● ABOUT THIS TASK
The required output is the line containing "For every instance of the beige jacket, put" followed by each line through the end of the data below, repeated exactly and with nothing added.

"""

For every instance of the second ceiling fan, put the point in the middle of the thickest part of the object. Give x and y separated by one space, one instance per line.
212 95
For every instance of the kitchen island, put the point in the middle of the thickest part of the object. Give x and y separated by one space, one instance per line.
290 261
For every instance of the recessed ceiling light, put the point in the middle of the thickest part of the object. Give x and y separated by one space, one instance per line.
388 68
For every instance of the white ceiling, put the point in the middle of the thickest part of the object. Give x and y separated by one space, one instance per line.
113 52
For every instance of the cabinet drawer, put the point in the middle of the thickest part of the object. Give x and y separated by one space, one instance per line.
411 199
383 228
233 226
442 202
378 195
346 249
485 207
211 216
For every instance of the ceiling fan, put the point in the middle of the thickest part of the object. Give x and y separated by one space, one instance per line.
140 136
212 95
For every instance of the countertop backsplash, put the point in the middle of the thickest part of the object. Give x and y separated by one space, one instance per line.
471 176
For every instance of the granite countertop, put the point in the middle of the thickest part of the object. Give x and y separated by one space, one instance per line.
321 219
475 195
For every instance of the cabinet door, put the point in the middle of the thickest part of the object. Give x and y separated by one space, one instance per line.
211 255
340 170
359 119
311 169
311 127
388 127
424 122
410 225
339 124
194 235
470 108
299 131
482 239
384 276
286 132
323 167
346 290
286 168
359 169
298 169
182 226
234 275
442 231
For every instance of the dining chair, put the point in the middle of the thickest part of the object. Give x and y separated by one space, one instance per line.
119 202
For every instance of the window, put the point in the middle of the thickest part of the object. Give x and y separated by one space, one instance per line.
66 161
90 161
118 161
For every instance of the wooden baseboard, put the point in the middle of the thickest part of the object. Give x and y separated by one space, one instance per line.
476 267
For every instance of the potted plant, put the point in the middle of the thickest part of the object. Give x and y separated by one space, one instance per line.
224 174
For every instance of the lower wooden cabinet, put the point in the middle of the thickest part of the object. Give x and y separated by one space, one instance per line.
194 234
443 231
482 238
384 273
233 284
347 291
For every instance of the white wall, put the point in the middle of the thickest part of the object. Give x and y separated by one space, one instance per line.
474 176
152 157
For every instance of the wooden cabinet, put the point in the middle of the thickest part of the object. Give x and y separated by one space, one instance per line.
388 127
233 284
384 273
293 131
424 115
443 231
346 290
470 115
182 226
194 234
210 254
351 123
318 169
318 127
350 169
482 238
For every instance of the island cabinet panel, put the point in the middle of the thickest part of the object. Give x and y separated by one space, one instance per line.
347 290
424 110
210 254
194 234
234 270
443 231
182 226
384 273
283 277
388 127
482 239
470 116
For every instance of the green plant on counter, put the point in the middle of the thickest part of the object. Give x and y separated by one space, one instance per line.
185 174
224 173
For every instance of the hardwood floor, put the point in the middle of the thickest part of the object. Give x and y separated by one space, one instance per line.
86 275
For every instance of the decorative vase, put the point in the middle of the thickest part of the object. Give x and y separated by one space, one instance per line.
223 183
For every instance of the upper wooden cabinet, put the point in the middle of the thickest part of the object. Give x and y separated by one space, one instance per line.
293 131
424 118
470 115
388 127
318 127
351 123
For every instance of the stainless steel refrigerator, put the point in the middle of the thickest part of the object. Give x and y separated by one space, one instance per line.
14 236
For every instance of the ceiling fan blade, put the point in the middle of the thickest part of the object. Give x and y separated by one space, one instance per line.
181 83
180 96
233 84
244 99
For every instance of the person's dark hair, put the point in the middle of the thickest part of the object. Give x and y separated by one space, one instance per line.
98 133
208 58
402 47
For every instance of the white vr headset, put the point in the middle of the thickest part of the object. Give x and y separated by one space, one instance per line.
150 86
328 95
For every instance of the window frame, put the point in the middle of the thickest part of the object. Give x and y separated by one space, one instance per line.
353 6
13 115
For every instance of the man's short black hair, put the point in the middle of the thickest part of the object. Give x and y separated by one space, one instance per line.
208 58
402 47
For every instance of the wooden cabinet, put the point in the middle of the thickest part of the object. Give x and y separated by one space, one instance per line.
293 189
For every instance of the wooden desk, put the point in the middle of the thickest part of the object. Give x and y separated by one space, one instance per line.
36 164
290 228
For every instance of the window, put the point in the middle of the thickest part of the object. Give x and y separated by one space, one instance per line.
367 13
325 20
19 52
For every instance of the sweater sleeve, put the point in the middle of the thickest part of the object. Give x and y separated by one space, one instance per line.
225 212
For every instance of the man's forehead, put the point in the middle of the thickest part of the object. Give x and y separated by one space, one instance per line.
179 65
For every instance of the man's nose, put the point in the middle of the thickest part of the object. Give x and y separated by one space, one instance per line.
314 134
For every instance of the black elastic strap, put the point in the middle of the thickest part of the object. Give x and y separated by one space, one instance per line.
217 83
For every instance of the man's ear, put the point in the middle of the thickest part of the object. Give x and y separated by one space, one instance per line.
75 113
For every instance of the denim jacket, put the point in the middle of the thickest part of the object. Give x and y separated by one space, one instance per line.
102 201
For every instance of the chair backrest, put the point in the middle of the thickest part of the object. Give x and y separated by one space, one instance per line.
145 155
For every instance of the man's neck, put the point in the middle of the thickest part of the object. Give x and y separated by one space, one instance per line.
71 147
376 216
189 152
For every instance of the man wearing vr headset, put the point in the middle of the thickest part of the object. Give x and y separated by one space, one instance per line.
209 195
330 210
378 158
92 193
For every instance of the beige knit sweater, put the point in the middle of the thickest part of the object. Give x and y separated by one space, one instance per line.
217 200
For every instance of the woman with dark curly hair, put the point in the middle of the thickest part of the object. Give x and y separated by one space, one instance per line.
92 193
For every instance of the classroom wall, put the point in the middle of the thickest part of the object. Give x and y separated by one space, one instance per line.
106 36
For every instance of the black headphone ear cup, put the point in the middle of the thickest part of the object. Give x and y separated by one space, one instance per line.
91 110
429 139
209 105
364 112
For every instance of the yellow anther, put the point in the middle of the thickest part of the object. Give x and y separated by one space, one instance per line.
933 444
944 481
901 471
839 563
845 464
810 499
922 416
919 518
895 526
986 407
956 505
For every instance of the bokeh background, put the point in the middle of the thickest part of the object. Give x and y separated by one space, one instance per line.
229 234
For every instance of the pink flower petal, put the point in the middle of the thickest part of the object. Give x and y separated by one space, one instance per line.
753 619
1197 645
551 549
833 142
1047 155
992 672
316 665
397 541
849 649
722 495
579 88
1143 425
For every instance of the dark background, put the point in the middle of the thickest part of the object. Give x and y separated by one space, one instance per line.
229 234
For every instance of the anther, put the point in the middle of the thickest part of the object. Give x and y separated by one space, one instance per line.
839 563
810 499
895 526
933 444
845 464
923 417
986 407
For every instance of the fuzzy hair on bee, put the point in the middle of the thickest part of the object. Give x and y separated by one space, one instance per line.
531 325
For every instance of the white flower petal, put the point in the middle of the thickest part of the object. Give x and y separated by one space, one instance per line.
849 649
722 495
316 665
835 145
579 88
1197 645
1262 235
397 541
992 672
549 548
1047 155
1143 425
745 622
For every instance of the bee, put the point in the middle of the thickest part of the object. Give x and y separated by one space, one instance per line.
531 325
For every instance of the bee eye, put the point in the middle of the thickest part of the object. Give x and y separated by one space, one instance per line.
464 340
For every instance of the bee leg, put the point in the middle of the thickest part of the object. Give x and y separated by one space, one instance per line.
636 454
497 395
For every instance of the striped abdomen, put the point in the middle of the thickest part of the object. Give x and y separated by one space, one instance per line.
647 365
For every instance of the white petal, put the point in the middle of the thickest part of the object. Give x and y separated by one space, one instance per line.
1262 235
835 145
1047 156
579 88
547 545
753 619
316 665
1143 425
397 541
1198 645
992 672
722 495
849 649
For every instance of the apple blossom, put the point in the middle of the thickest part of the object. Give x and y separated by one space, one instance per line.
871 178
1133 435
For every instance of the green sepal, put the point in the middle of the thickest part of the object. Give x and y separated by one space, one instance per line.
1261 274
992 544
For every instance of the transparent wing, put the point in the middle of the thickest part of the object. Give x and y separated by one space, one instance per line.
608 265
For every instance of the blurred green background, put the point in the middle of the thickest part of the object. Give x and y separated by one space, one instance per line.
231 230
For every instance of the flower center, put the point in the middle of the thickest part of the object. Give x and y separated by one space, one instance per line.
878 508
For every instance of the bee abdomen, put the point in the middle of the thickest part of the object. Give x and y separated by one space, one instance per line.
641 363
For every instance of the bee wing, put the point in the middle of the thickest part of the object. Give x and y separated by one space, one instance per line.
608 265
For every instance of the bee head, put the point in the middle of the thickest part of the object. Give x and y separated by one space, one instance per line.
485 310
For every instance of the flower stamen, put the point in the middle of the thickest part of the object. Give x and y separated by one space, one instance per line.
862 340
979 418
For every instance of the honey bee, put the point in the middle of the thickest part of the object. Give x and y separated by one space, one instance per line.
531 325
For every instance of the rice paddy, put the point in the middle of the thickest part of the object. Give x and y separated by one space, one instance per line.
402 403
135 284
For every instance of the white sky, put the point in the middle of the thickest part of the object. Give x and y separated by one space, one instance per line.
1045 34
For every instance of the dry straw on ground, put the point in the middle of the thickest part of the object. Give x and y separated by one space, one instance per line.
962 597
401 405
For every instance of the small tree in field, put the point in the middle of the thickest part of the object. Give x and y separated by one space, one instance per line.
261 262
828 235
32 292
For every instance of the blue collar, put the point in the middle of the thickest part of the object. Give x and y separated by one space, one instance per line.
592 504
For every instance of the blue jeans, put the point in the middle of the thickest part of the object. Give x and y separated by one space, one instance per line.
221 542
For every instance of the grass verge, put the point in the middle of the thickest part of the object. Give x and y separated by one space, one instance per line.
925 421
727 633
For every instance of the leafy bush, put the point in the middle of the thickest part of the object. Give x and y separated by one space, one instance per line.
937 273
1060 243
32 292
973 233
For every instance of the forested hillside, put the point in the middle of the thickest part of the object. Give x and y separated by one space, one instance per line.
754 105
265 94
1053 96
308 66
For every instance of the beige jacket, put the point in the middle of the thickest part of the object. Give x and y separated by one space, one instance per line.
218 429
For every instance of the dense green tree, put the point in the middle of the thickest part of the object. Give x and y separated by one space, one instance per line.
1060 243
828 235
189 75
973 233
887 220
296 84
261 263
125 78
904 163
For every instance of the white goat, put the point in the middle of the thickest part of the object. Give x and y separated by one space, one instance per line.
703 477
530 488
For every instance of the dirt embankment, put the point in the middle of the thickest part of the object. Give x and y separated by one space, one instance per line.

"""

● RESPONSE AREA
For every instance of the beige jacket, put the point in the middle of the thickest part of the object. Give x and y separated by one space, one instance per line.
218 429
For every instance of the dense green tree, put the point in the middle of the thickest part of the object. Give x and y separated by one space, one instance per line.
1060 243
828 235
189 75
973 233
887 220
296 84
261 263
125 78
904 163
For every instance of the white goat, put the point in the middle of the thickest part of the object. Give x and y separated by one space, one instance per line.
703 477
530 488
For every instance of the dirt embankment, put the point in the middle of the thickest part of the object. Give x and y separated by one space, one instance per line.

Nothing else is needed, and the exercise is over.